==== INFORMATION ====

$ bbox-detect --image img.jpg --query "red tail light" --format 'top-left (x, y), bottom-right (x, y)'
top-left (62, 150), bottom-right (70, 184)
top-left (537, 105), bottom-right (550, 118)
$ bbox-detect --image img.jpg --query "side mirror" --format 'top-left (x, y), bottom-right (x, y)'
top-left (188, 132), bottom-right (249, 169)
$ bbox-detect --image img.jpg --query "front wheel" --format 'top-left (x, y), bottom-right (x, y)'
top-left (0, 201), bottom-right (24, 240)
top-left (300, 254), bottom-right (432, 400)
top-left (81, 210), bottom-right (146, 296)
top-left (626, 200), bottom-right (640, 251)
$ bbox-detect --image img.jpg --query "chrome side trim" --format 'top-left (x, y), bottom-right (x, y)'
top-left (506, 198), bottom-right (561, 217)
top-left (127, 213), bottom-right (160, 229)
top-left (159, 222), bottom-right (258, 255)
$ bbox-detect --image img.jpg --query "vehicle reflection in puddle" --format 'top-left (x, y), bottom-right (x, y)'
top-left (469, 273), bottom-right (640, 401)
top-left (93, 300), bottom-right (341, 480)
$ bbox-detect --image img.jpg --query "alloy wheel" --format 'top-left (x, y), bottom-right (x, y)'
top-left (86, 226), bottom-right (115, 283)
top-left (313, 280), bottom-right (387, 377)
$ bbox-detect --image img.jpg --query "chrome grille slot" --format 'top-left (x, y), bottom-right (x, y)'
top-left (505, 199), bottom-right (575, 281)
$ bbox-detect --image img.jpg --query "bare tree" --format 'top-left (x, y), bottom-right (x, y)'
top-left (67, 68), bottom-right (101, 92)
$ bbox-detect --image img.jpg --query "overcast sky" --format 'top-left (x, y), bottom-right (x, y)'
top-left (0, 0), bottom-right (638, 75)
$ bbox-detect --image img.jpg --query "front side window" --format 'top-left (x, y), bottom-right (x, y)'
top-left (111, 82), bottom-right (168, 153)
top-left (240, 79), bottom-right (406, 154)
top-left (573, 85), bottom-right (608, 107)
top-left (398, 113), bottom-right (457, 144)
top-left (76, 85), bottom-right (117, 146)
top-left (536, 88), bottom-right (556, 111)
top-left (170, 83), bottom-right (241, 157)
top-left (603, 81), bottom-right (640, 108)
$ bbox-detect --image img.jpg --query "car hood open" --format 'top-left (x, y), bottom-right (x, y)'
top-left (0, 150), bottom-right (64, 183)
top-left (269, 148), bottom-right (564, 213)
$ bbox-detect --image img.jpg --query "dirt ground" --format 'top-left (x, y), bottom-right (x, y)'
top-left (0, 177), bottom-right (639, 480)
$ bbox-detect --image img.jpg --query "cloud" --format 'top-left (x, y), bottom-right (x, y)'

====

WHAT IS EXPECTED. Would you copy each line of the data exactly as it appears above?

EXERCISE SOLUTION.
$ bbox-detect --image img.jpg --query "red tail light" --format 'top-left (x, y), bottom-right (x, y)'
top-left (62, 150), bottom-right (70, 184)
top-left (537, 105), bottom-right (550, 118)
$ bbox-detect --image img.jpg --query "side mirror" --format 'top-left (x, y), bottom-right (x, y)'
top-left (188, 132), bottom-right (249, 169)
$ bbox-detect --image img.jpg --query "front wheel" --format 'top-left (x, y), bottom-right (x, y)'
top-left (0, 201), bottom-right (24, 240)
top-left (300, 254), bottom-right (432, 400)
top-left (81, 210), bottom-right (146, 296)
top-left (626, 200), bottom-right (640, 251)
$ bbox-detect --image img.jpg --query "chrome side trim" --format 'top-left (x, y), bottom-right (x, y)'
top-left (506, 198), bottom-right (561, 217)
top-left (127, 213), bottom-right (160, 229)
top-left (159, 222), bottom-right (258, 255)
$ bbox-detect --image img.jpg --query "vehicle reflection in puddle" --format 'top-left (x, y), bottom-right (x, y)'
top-left (469, 273), bottom-right (640, 401)
top-left (93, 300), bottom-right (341, 480)
$ bbox-detect --image img.jpg --query "alloy wheel" --format 'top-left (x, y), bottom-right (x, y)'
top-left (86, 226), bottom-right (115, 283)
top-left (313, 280), bottom-right (387, 377)
$ bbox-detect --image img.jpg --query "chrome grille slot" --format 'top-left (x, y), bottom-right (x, y)'
top-left (505, 199), bottom-right (575, 281)
$ bbox-detect --image img.jpg --query "bare tree" --format 'top-left (x, y), bottom-right (x, y)'
top-left (67, 68), bottom-right (101, 92)
$ bbox-detect --image img.jpg --query "overcast sky" --format 'top-left (x, y), bottom-right (x, y)'
top-left (0, 0), bottom-right (638, 75)
$ bbox-detect --image img.jpg --query "front side window" --format 'top-left (x, y), bottom-right (x, y)'
top-left (111, 82), bottom-right (168, 153)
top-left (240, 79), bottom-right (406, 154)
top-left (573, 85), bottom-right (608, 107)
top-left (398, 113), bottom-right (457, 144)
top-left (76, 85), bottom-right (117, 146)
top-left (536, 88), bottom-right (556, 111)
top-left (170, 83), bottom-right (241, 157)
top-left (603, 81), bottom-right (640, 108)
$ bbox-detect --image img.jpg --query "car hood open" --format 'top-left (x, y), bottom-right (x, y)'
top-left (0, 150), bottom-right (64, 183)
top-left (269, 148), bottom-right (564, 213)
$ bbox-detect --image img.jpg --query "dirt ground" --format 'top-left (x, y), bottom-right (x, y)'
top-left (0, 177), bottom-right (639, 480)
$ bbox-detect --image img.jpg --query "cloud" --format 'top-left (x, y), bottom-right (x, y)'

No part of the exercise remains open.